-- DATA PROVIDED follows --

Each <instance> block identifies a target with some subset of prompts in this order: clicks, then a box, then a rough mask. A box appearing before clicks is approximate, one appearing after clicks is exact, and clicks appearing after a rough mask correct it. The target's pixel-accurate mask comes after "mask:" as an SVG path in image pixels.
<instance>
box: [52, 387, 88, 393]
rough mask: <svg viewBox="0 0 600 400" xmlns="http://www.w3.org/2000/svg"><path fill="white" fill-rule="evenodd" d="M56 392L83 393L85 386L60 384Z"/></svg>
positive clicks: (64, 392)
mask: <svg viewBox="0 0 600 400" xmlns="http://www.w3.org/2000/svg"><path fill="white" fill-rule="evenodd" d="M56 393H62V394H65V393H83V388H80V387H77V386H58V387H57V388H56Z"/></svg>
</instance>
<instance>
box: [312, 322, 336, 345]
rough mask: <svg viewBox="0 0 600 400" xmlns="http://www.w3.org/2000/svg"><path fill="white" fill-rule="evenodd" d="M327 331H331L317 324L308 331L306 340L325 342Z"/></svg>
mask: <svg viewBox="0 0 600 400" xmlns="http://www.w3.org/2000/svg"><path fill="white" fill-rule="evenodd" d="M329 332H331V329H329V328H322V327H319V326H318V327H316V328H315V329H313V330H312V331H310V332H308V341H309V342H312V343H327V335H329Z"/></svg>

-- DATA PROVIDED concluded --

* **EXERCISE**:
Copy all of the rows above without changing a single character.

* **EXPECTED OUTPUT**:
Each <instance> block identifies a target with some subset of prompts in this order: clicks, then a box, then a rough mask. A box appearing before clicks is approximate, one appearing after clicks is exact, and clicks appearing after a rough mask correct it. The target's pixel-accurate mask comes after "mask:" as an SVG path in image pixels.
<instance>
box: [52, 387, 88, 393]
rough mask: <svg viewBox="0 0 600 400" xmlns="http://www.w3.org/2000/svg"><path fill="white" fill-rule="evenodd" d="M56 392L83 393L85 386L60 384Z"/></svg>
positive clicks: (64, 392)
mask: <svg viewBox="0 0 600 400" xmlns="http://www.w3.org/2000/svg"><path fill="white" fill-rule="evenodd" d="M56 393H62V394H65V393H83V388H80V387H77V386H58V387H57V388H56Z"/></svg>
</instance>
<instance>
box: [312, 322, 336, 345]
rough mask: <svg viewBox="0 0 600 400" xmlns="http://www.w3.org/2000/svg"><path fill="white" fill-rule="evenodd" d="M327 331H331L317 324L308 331L306 340L325 342Z"/></svg>
mask: <svg viewBox="0 0 600 400" xmlns="http://www.w3.org/2000/svg"><path fill="white" fill-rule="evenodd" d="M329 332H331V329H329V328H322V327H319V326H318V327H316V328H315V329H313V330H312V331H310V332H308V341H309V342H312V343H327V335H329Z"/></svg>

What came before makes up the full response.